Excerpted passage:
"""
Run the code cell below to generate a CSV file with your predictions that you can use to submit to the competition.

In [42]:
# Run the code to save predictions in the format used for competition scoring

output = pd.DataFrame({'Id': test_data.index,
                       'SalePrice': test_preds_modelV2})
output.to_csv('submission_v5.csv', index=False)

# Submit to the competition

To test your results, you'll need to join the competition (if you haven't already).  So open a new window by clicking on **[this link](https://www.kaggle.com/c/home-data-for-ml-course)**.  Then click on the **Join Competition** button.

![join competition image](https://storage.googleapis.com/kaggle-media/learn/images/axBzctl.png)

Next, follow the instructions below:
1. Begin by clicking on the **Save Version** button in the top right corner of the window.  This will generate a pop-up window.  
2. Ensure that the **Save and Run All** option is selected, and then click on the **Save** button.
"""
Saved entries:
"""
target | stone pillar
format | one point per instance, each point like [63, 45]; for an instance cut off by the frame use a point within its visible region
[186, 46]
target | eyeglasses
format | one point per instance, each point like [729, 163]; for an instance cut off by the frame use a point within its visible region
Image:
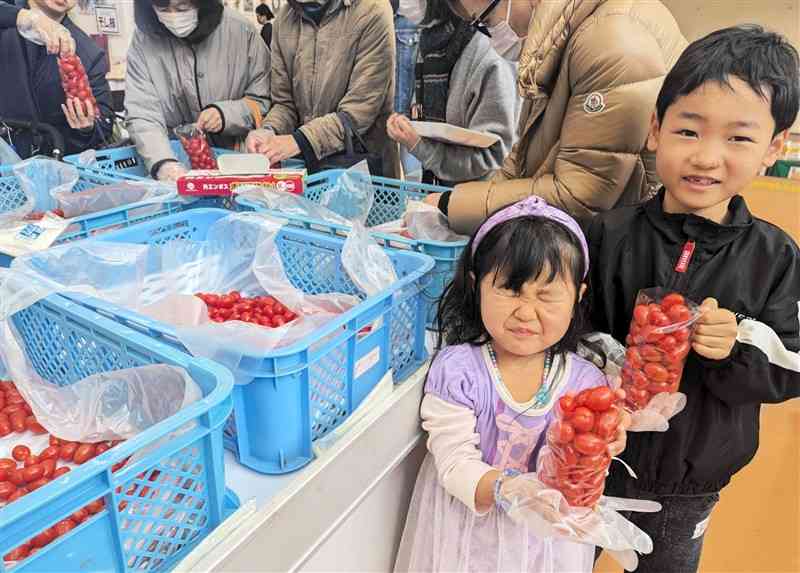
[479, 21]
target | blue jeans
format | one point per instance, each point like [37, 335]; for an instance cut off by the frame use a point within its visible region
[407, 40]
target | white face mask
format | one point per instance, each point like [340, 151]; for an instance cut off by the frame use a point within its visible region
[179, 23]
[505, 40]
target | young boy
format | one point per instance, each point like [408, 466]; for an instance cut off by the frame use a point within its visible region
[722, 115]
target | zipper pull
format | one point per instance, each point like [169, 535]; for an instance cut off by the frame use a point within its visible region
[686, 256]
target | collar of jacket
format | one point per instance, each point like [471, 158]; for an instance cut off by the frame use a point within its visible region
[679, 227]
[333, 7]
[550, 30]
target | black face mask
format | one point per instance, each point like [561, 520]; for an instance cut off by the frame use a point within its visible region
[314, 11]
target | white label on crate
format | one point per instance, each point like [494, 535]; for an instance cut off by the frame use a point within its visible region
[367, 361]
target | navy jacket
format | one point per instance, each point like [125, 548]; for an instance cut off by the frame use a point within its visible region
[30, 87]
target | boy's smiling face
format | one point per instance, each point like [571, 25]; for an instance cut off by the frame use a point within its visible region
[711, 144]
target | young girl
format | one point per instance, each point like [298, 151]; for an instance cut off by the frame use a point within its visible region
[510, 322]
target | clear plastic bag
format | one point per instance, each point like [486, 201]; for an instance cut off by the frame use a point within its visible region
[106, 406]
[423, 222]
[8, 156]
[547, 513]
[112, 196]
[195, 144]
[41, 179]
[159, 281]
[609, 355]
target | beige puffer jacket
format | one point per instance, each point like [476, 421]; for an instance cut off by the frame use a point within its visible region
[590, 72]
[344, 64]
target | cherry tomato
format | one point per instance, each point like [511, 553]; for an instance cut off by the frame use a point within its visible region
[681, 334]
[658, 318]
[641, 314]
[562, 432]
[45, 537]
[49, 466]
[64, 526]
[20, 453]
[656, 372]
[60, 472]
[589, 444]
[6, 489]
[671, 300]
[582, 419]
[32, 473]
[80, 516]
[18, 493]
[600, 399]
[50, 452]
[34, 426]
[41, 482]
[583, 395]
[567, 403]
[606, 424]
[83, 454]
[67, 451]
[17, 420]
[679, 314]
[18, 554]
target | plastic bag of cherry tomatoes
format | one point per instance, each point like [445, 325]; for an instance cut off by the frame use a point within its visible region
[658, 343]
[575, 457]
[75, 81]
[195, 144]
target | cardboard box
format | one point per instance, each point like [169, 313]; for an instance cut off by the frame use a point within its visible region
[218, 184]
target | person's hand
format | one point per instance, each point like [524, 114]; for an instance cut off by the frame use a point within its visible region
[170, 171]
[400, 129]
[715, 332]
[257, 140]
[80, 115]
[433, 199]
[40, 29]
[618, 445]
[279, 147]
[210, 120]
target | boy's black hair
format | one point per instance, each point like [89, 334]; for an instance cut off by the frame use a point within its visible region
[264, 10]
[766, 61]
[519, 250]
[209, 14]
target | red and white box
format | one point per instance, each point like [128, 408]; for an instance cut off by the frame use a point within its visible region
[237, 173]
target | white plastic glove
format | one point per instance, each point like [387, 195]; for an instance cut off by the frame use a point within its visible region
[39, 29]
[170, 171]
[546, 512]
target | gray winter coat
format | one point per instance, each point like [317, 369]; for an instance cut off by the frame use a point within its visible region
[169, 82]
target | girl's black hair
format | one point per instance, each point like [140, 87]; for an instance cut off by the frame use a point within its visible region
[209, 14]
[519, 249]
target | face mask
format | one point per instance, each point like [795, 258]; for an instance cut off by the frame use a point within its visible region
[505, 40]
[181, 24]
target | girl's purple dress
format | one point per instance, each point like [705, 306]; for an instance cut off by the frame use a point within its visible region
[441, 533]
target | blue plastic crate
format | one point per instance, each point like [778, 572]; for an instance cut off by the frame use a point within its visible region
[126, 161]
[179, 461]
[301, 392]
[391, 198]
[12, 197]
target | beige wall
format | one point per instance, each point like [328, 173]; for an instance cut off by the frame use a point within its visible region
[699, 17]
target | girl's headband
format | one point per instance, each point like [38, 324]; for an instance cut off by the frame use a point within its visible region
[537, 206]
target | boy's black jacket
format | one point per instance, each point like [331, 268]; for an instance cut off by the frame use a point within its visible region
[753, 269]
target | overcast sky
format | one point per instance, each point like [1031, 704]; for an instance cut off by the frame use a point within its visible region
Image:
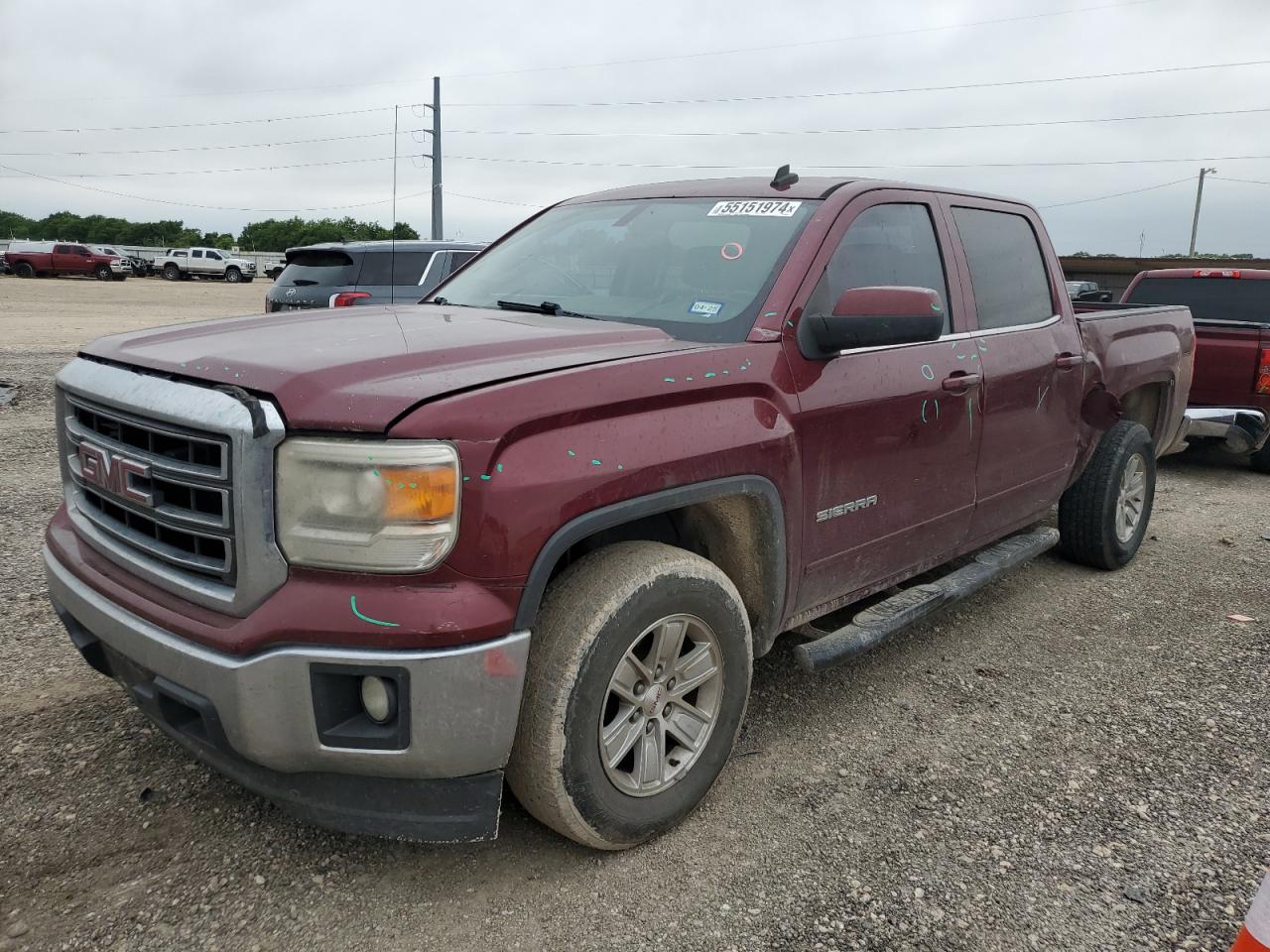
"""
Instruction 1:
Reproduce the competition submission passage from "Next, follow the" up to and including "a pop-up window.", and switch "top right corner" to "upper right corner".
Instruction 2:
Proceed with the competition submission passage, continuing from the point at which it stops.

Final answer 1:
Next, follow the instructions below:
1. Begin by clicking on the **Save Version** button in the upper right corner of the window.  This will generate a pop-up window.

Final answer 2:
3. This generates a window in the bottom left corner of the notebook.  After it has finished running, click on the number to the right of the **Save Version** button.  This pulls up a list of versions on the right of the screen.  Click on the ellipsis **(...)** to the right of the most recent version, and select **Open in Viewer**.  This brings you into view mode of the same page. You will need to scroll down to get back to these instructions.
4. Click on the **Data** tab near the top of the screen.  Then, click on the file you would like to submit, and click on the **Submit** button to submit your results to the leaderboard.

You have now successfully submitted to the competition!

If you want to keep working to improve your performance, select the **Edit** button in the top right of the screen. Then you can change your code and repeat the process. There's a lot of room to improve, and you will climb up the leaderboard as you work.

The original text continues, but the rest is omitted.